[Referring expression data]
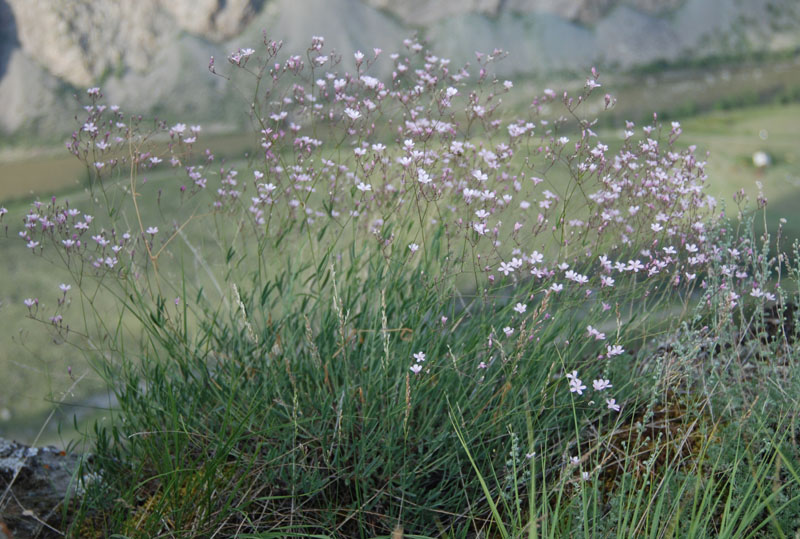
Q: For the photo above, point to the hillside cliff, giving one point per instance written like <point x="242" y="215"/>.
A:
<point x="152" y="54"/>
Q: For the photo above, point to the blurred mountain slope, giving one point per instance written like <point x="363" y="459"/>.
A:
<point x="151" y="55"/>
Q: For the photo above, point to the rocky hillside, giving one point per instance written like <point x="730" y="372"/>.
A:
<point x="153" y="54"/>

Exercise goal: Exactly how many lines of the records hold "instance"? Give the number without any words.

Response to the exercise: 3